Collected data ::
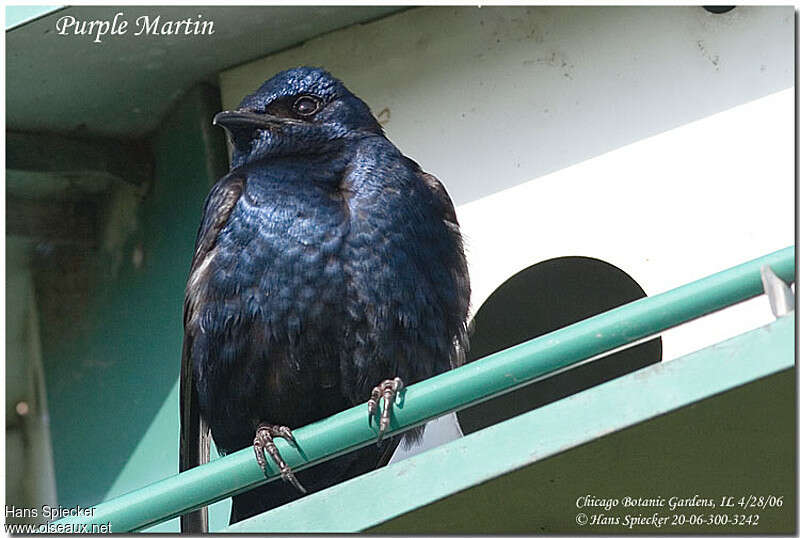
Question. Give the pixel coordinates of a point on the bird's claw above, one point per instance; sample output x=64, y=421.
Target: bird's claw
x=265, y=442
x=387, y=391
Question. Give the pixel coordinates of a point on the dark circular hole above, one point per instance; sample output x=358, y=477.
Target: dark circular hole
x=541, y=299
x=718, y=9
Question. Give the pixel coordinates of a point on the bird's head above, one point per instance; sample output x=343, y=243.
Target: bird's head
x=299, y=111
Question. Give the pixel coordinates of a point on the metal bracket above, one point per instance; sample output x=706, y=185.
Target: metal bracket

The request :: Please rewrite all of the lines above, changing "Target" to "Object" wherever it appears and keeping everything else the same. Omit the pictures.

Result ::
Question. Give the pixel coordinates of a point on the bird's claw above, one point per instance; sample output x=64, y=421.
Object: bird's claw
x=265, y=442
x=387, y=391
Question. Give the pixel coordinates of a point on the dark circular hole above, one point per instance; sample output x=358, y=477.
Object: dark circular hole
x=541, y=299
x=718, y=9
Question. Give the pixel coordinates of a point on the bird's head above, one point per instance; sample output x=343, y=243.
Object: bird's head
x=299, y=111
Question. Give the pixel coordinates of a point on the metal bracket above, one point per instance; sample output x=706, y=185.
Object: metal bracket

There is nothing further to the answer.